- [INSTRUCTION]:
Below is a listing; reproduce each line of it exactly.

- [DATASET EXCERPTS]:
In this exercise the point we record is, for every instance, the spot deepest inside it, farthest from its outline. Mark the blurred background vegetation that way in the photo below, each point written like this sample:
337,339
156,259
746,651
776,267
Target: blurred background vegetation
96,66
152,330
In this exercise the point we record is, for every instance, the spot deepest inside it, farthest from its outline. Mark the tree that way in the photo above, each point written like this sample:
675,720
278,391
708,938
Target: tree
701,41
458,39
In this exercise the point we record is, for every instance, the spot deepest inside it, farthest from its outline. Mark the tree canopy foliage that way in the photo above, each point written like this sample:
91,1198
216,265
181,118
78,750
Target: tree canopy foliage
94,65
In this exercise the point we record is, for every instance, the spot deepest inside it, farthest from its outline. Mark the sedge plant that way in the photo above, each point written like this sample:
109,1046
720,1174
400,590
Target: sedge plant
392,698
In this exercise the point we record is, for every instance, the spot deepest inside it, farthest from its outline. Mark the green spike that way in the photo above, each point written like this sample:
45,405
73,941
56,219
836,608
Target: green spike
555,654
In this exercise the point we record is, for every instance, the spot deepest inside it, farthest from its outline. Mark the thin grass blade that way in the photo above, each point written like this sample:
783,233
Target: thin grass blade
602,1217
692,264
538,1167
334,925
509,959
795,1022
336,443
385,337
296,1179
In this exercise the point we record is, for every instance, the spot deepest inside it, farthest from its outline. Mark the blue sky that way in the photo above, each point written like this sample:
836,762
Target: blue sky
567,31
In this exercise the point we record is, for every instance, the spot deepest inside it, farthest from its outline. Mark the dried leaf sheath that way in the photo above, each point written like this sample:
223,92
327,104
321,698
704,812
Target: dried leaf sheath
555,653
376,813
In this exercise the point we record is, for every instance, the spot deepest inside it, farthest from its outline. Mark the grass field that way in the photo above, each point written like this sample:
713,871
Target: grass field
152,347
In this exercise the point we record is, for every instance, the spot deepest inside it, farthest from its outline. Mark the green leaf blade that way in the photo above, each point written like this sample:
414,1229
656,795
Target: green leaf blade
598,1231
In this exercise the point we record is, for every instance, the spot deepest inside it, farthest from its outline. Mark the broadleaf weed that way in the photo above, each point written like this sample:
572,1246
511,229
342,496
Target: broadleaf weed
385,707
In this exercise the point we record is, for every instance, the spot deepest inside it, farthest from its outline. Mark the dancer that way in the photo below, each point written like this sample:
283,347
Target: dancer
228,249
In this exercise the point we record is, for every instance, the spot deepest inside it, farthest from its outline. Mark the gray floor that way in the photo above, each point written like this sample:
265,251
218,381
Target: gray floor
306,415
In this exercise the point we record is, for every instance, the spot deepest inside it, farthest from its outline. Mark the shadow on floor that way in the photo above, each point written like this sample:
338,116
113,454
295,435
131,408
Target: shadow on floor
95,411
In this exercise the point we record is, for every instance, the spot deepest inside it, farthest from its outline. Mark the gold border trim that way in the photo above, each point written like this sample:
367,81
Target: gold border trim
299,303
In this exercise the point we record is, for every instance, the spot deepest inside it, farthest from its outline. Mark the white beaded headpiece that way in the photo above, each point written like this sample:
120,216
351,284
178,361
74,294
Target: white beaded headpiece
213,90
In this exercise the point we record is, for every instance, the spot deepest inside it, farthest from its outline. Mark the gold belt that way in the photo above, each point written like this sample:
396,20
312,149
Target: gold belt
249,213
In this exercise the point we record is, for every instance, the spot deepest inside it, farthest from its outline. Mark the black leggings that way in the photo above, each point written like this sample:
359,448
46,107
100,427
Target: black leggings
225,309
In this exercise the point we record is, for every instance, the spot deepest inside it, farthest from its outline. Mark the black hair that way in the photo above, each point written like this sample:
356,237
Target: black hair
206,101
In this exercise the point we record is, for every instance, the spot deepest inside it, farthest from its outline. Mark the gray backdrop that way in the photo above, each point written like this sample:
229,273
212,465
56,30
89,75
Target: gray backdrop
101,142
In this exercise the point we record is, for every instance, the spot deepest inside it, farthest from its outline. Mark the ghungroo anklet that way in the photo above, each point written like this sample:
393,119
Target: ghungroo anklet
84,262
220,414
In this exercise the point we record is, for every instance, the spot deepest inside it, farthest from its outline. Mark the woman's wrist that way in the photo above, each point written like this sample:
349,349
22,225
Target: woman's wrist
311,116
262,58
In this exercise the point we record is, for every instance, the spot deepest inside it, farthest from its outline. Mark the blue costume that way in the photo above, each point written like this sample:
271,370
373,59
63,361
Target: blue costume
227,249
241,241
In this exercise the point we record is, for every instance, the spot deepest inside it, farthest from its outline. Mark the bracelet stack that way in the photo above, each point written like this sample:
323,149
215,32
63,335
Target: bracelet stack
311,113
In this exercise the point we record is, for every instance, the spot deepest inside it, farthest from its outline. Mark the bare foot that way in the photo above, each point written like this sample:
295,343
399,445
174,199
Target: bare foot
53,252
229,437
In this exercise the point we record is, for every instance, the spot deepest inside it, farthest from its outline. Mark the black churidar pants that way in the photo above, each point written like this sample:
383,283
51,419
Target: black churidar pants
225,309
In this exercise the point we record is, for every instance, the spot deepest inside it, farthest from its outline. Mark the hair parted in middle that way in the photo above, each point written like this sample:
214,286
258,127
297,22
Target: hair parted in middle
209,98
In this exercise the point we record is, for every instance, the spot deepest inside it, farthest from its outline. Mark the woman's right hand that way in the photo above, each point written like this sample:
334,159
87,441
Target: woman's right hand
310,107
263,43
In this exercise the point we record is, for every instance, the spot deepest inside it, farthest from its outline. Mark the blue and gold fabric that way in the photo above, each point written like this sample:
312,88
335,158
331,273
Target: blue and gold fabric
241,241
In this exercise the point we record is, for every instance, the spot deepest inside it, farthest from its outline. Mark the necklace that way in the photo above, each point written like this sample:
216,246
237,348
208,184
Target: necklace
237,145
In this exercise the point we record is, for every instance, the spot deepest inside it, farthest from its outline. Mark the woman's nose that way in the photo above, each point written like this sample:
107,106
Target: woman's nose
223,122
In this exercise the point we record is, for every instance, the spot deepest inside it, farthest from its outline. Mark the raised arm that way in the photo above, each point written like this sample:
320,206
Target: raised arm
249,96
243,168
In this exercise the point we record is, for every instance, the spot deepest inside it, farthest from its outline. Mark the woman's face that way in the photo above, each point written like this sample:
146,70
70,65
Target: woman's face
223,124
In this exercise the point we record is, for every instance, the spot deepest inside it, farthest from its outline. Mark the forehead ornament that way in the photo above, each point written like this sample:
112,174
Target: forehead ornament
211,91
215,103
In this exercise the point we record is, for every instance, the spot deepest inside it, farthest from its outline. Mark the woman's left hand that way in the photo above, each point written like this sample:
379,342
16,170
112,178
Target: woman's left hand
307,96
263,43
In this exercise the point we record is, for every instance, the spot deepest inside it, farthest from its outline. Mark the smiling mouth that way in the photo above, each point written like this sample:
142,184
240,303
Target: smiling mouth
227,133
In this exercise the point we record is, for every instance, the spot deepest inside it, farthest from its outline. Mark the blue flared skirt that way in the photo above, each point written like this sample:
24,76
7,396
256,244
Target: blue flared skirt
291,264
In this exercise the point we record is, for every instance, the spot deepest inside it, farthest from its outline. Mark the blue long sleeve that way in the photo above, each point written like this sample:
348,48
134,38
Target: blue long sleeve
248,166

- [TASK SOLUTION]:
In this exercise the point we record is, for every instance, the spot deepest inside it, farthest from its outline. Mark the blurred background vegetation that way in the photo below, each point written like this sample:
337,339
156,259
746,651
776,267
Target: blurred background vegetation
96,66
152,330
In this exercise the point we record is, for every instance, the spot deepest inside it, farthest from its outline. Mark the tree that way in the photo above, each point written like this sample:
675,720
278,391
708,938
Target: tree
701,41
458,39
In this exercise the point we record is, for every instance, the spot deepest inside it, farthest from its outline. Mark the tree canopy foliage that way in the photo above, each point written like this sample:
91,1198
216,265
181,118
78,750
Target: tree canopy foliage
94,65
In this exercise the point we record is, for every instance, the spot deepest inside it, farthest from its outline. Mark the sedge plant that way in the photo above, each point written like this sample:
109,1046
720,1174
400,590
Target: sedge plant
392,698
In this exercise the point we record is, for every instance, the spot deepest inside it, farthest from its outline. Mark the green spike that way in the photo above, each point written like this sample:
45,405
73,941
56,219
836,608
Target: green spike
555,654
In this exercise the point we record is, for every instance, the spot deepest inside it, farthest from its outline. Mark the thin grass blade that way in the photo above, each point written like this sample:
783,233
Target: thin grass blade
602,1217
692,264
538,1167
334,925
509,959
795,1022
336,443
385,337
296,1179
In this exercise the point we record is, for every instance, the spot deepest inside it, farthest from its outline. Mark the blue sky that way in the photo above, each point written like this sample:
836,762
Target: blue sky
567,31
In this exercise the point we record is, for every instance, the spot deepest inside it, farthest from its outline. Mark the dried leaf sheath that way in the photo above, each point written like this sample:
223,92
327,104
321,698
704,812
Target: dried leaf sheath
555,653
376,813
In this exercise the point we record is, for every instance, the spot deepest inside it, farthest from its outline. Mark the grass field that way in the photo above, each point written like this sample:
713,871
Target: grass field
152,347
In this exercise the point we record is, for every instance, the spot deepest inside it, farthest from its outline. Mark the green leaf blade that way in the photo above, each point written like this sample:
414,1229
656,795
Target: green leaf blade
598,1231
In this exercise the point we record is, for every instance, the spot deepest inside it, farthest from its outline. Mark the broadleaf weed that way in the photo above, each point written like this sample:
572,1246
511,229
342,496
Target: broadleaf weed
385,707
In this exercise the point we record is, for every instance, the spot deepest inside it, farthest from its outline. Mark the dancer that way in the photo below, each point written like this sample:
283,347
Target: dancer
228,249
In this exercise the point we record is, for every instance, the spot deepest inside it, farthest from its outline. Mark the gray floor that way in the photo above, each point written like this sample:
265,251
218,381
Target: gray floor
306,415
In this exercise the point we record is, for every instance, the spot deepest inside it, farthest from its outline. Mark the shadow on floor that way in the photo above, each point written like this sample:
338,116
113,454
295,435
131,408
Target: shadow on floor
95,411
In this exercise the point we record is, for every instance, the spot deepest inside it, farthest from its outline. Mark the gold border trim that way in the photo above, each point written like this sample:
367,81
Target: gold border trim
299,303
In this exercise the point we record is, for every instance, the spot deepest inside it, farthest from its outline. Mark the white beaded headpiece that way in the photo above, each point written like this sample:
120,216
351,284
178,361
74,294
Target: white beaded headpiece
213,90
In this exercise the point we record is, for every instance, the spot deepest inside it, farthest from its outline. Mark the gold belt that way in the photo above, each point written like this sample:
396,20
312,149
Target: gold belt
249,213
In this exercise the point we record is, for every instance, the spot deepest inside it, farthest from its outline. Mark the black leggings that way in the photo above, each point written like this sample:
359,448
46,107
100,427
Target: black leggings
225,309
In this exercise the point we record is, for every instance, the spot deepest inside it, farthest from its outline. Mark the black hair that way in the photo above, each point written like this sample:
356,237
Target: black hair
206,101
In this exercise the point we record is, for every instance, the spot deepest inside it, farthest from its outline. Mark the gray backdrop that way in the photo above, each point written like this sample:
229,273
212,465
56,30
89,75
Target: gray backdrop
101,142
In this exercise the point we record is, for every instance, the spot deepest inside it, farthest from its outline. Mark the ghungroo anklet that way in the photo above, each point written like this sample:
393,119
Target: ghungroo anklet
84,262
220,414
In this exercise the point we record is, for every instance, the spot deepest inside it, farthest from its outline. Mark the woman's wrist that way in the photo above, each point written like this sample:
349,349
22,225
Target: woman's wrist
311,116
262,58
In this exercise the point we record is, for every instance, the spot deepest inside it, farthest from its outline. Mark the blue costume that way in the photo above, each point written like this sample:
271,370
373,59
63,361
Target: blue costume
227,249
241,241
In this exercise the point we record is, for every instance, the spot deepest inside it, farthest from its outline. Mark the bracelet stack that way in the photo above, each point written like this sample:
323,149
215,32
63,335
Target: bracelet stack
311,113
In this exercise the point we record is, for every instance, the spot deepest inside it, farthest from its outline. Mark the bare foot that way in the photo above, each point written like this sample:
295,343
399,445
174,199
Target: bare foot
53,252
229,437
In this exercise the point we record is, for every instance, the spot deepest inside it, farthest from its outline. Mark the black churidar pants that way in the photo above, each point written like this sample:
383,283
51,419
Target: black churidar pants
225,309
In this exercise the point we record is, for every instance, the spot deepest inside it, farthest from its outline. Mark the hair parted in middle that way in the photo above, each point written like this sample:
214,286
258,127
297,22
Target: hair parted in middle
209,98
In this exercise the point we record is, for every instance, the spot deepest inside it, farthest from its outline. Mark the woman's right hand that way in the photo above, each point written like this sample:
334,159
87,441
Target: woman's right hand
310,107
263,43
In this exercise the point we record is, for every instance, the spot deepest inside it, farthest from its outline. Mark the blue and gold fabric that way in the photo above, each point written like this sample:
312,88
335,158
331,273
Target: blue and gold fabric
241,241
In this exercise the point we record is, for every instance, the spot deepest inside it, farthest from its outline. Mark the necklace that way in the photo above, each point written like this sample:
216,246
237,348
208,184
Target: necklace
237,145
In this exercise the point we record is, for every instance, the spot deepest inside it, farthest from its outline. Mark the woman's nose that way in the photo above, each point written like this sample:
107,106
Target: woman's nose
223,122
In this exercise the point we record is, for every instance, the spot deepest inside it, farthest from its outline. Mark the raised arm that way in the photo above, each point written like this sample:
320,206
Target: raised arm
249,96
243,168
In this exercise the point we record is, for every instance, the spot deepest inside it, farthest from its outline. Mark the woman's face that way in the photo above, each point written like this sample:
146,70
70,65
Target: woman's face
223,124
In this exercise the point we record is, for every instance, the spot deepest inside it, farthest from its outline. Mark the forehead ornament that way in the photo above, each point written like this sample:
112,174
Target: forehead ornament
211,91
215,103
In this exercise the point we record is, for every instance, the spot deepest inside it, farthest from its outline. Mark the woman's left hand that way in the photo above, each point written like this sample:
379,342
16,170
112,178
Target: woman's left hand
307,96
263,43
In this exercise the point we record is, for every instance, the spot deepest inside it, farthest from its outline. Mark the smiling mouth that way in the photo above, each point written like this sample:
142,184
240,303
Target: smiling mouth
227,133
In this exercise the point we record is, for every instance, the spot deepest inside it, farthest from its outline. Mark the blue flared skirt that way in the photo above, each point written like this sample:
24,76
7,396
256,244
Target: blue flared skirt
291,264
In this exercise the point we record is, for every instance, the spot deepest inside it, farthest from its outline. Mark the blue long sleeve that way in the photo above, each point written like this sample:
348,48
134,38
Target: blue long sleeve
248,166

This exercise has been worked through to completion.